-- start of Records shown --
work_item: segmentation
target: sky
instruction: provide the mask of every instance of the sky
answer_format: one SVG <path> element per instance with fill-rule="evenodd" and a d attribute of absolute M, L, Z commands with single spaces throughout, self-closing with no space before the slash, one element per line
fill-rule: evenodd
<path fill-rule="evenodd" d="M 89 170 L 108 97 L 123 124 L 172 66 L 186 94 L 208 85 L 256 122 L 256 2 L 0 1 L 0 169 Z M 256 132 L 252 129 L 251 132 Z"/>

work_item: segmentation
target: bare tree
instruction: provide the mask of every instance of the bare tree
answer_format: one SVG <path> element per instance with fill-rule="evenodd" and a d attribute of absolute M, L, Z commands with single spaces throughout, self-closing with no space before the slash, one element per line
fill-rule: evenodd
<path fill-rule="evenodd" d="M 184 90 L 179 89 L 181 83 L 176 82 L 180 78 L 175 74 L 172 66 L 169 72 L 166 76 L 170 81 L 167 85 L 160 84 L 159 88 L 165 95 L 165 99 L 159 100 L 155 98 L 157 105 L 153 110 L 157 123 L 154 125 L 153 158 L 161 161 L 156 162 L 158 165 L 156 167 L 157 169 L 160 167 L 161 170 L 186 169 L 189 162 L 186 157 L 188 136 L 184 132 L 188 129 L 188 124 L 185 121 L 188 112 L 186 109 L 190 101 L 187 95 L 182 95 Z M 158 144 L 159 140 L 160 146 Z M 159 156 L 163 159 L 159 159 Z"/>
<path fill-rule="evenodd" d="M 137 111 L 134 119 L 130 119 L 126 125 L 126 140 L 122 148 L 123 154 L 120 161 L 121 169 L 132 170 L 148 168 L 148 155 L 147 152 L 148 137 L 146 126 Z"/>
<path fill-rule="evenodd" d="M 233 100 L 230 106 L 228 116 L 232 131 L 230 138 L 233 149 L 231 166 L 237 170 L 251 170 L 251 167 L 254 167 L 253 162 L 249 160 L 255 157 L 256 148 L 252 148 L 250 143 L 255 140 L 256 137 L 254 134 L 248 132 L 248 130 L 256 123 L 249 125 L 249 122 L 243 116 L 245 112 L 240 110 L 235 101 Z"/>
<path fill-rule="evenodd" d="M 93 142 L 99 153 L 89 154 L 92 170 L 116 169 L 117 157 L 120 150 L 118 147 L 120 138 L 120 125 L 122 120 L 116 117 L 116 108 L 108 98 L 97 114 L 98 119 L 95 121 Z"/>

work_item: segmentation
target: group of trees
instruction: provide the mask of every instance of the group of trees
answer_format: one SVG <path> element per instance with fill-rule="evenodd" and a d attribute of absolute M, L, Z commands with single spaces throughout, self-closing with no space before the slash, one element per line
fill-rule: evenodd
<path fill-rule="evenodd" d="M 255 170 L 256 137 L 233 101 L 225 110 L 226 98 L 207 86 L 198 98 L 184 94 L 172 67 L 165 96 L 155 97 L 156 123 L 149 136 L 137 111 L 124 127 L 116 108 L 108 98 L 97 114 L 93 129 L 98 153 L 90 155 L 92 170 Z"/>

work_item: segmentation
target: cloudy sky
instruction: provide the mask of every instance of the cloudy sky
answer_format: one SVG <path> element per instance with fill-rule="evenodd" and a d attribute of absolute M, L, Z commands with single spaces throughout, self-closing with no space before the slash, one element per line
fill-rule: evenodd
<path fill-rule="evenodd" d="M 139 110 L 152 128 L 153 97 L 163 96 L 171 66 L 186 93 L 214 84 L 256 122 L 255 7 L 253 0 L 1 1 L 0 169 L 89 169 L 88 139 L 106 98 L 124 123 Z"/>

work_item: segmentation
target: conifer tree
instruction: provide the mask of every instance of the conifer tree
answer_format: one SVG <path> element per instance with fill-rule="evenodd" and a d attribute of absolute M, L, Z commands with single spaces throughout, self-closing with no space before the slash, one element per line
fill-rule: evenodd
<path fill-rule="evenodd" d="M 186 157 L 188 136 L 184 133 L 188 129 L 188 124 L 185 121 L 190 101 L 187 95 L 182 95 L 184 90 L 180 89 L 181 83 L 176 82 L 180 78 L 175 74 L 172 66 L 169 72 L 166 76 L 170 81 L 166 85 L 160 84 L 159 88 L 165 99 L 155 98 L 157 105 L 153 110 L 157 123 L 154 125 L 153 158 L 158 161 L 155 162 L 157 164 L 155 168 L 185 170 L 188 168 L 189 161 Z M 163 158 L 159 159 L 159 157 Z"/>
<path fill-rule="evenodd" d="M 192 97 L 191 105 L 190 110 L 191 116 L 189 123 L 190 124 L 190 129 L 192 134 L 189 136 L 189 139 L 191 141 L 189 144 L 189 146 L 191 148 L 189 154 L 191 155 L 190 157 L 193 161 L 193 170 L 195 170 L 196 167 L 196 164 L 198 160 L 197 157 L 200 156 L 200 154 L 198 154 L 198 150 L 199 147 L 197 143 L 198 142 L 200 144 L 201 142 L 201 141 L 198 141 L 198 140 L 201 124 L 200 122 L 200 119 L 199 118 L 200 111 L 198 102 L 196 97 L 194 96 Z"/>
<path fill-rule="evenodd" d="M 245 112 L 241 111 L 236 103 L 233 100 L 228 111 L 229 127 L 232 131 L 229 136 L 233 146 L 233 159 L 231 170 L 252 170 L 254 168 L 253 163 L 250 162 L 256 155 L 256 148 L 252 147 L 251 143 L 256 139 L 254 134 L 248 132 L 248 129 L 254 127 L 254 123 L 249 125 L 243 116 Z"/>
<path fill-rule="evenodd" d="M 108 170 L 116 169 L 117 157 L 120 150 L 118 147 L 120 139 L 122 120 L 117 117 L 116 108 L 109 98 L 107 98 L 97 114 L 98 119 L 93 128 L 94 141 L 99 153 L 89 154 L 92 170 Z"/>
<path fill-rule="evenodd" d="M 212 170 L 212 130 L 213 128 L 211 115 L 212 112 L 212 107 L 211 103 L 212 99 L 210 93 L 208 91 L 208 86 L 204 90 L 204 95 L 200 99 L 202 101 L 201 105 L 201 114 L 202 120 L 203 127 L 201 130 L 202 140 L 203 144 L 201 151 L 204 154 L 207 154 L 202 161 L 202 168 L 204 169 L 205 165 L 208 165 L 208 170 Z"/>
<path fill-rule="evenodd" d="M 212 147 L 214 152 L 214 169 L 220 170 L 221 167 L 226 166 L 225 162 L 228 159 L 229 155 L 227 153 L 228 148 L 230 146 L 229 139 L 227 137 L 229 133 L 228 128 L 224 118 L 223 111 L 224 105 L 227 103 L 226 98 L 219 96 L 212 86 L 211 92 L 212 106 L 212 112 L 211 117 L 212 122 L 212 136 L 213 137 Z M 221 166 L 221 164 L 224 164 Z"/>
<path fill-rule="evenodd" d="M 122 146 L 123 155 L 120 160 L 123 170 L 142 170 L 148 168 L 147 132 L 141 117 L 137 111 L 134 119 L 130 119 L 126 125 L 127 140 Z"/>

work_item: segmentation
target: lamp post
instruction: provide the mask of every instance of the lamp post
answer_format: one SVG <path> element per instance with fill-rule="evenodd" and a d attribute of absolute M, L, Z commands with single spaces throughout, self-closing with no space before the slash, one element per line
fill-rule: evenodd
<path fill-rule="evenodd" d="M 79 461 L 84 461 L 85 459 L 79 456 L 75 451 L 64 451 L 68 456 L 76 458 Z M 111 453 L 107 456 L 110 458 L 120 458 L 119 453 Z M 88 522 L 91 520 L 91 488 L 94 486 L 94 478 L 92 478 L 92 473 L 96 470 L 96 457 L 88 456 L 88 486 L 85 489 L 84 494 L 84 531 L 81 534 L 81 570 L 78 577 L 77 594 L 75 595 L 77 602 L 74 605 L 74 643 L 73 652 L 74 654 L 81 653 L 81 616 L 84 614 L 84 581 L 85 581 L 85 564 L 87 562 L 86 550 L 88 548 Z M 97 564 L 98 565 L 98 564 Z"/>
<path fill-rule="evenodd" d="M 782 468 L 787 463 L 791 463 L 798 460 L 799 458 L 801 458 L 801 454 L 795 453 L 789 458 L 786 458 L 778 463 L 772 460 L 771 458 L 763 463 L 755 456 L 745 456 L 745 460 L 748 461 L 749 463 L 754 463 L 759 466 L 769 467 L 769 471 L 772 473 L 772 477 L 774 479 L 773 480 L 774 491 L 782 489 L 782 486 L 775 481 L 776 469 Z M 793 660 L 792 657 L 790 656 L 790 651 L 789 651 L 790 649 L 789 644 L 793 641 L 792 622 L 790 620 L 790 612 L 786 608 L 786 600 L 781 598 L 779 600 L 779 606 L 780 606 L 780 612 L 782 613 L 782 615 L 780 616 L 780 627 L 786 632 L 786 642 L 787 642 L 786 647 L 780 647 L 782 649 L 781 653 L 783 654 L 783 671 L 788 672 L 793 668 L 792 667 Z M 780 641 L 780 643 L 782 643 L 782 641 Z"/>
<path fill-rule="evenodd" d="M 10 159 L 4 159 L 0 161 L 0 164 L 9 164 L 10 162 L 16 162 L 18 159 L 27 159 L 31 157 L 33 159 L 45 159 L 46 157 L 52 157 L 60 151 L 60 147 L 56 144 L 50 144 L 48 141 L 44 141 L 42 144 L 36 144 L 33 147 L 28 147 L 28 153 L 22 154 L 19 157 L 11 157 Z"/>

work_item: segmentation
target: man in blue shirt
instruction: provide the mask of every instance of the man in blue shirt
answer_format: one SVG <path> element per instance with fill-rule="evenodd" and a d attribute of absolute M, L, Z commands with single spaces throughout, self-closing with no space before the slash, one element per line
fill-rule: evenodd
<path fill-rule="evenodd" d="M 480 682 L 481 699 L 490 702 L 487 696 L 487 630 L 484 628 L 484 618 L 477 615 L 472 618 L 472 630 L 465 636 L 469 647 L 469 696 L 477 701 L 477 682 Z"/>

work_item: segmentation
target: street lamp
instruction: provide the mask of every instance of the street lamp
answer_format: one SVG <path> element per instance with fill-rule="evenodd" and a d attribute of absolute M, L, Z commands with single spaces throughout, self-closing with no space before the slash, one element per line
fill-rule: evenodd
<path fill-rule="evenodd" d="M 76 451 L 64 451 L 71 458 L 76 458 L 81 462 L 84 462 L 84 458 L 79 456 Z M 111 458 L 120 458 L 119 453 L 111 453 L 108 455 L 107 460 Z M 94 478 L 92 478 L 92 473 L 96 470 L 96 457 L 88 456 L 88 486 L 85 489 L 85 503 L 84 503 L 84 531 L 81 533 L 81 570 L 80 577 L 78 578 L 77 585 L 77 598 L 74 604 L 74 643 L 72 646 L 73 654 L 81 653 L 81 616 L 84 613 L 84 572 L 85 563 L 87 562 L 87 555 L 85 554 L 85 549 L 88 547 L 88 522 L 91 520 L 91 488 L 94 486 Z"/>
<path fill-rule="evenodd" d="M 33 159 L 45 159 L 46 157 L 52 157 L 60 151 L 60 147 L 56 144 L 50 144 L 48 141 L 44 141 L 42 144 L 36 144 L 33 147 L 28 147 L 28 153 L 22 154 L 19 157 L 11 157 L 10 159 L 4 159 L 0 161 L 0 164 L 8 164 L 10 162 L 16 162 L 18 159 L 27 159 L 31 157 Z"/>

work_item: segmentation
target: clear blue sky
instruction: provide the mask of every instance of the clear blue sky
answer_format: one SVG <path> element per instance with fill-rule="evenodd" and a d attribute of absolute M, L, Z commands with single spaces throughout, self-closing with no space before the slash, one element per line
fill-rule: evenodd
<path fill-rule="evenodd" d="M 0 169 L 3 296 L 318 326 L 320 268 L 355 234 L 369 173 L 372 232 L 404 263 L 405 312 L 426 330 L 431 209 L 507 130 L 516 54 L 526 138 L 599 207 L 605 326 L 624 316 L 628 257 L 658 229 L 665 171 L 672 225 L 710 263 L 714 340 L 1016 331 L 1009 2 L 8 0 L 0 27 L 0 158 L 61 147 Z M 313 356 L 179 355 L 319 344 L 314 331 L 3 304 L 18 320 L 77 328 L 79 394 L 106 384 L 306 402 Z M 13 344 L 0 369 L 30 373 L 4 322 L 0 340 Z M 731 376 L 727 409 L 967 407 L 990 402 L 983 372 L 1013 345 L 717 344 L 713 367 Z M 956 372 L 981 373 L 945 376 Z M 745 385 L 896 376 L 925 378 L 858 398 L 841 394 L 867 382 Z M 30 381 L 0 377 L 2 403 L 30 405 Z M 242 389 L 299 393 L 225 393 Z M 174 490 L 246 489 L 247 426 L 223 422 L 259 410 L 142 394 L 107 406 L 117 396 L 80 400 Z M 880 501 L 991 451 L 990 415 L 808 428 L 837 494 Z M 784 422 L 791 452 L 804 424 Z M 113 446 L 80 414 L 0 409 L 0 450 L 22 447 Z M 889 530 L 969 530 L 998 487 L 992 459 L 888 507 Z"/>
-- end of Records shown --
Please give the lines from the start of the records up to and including the line that contains "89 170 L 108" as a numbered list, leaving out any blank lines.

* Result of this exercise:
1. work_item: segmentation
2. target: sky
3. instruction: provide the mask of every instance of the sky
4. answer_format: one SVG <path> element per instance with fill-rule="evenodd" and a d attribute of absolute M, L, Z commands with single spaces throughout, self-closing with no space before the slash, one element per line
5. fill-rule: evenodd
6. <path fill-rule="evenodd" d="M 89 170 L 108 97 L 123 124 L 172 66 L 186 94 L 208 85 L 256 122 L 256 2 L 0 1 L 0 169 Z M 256 132 L 252 129 L 251 132 Z"/>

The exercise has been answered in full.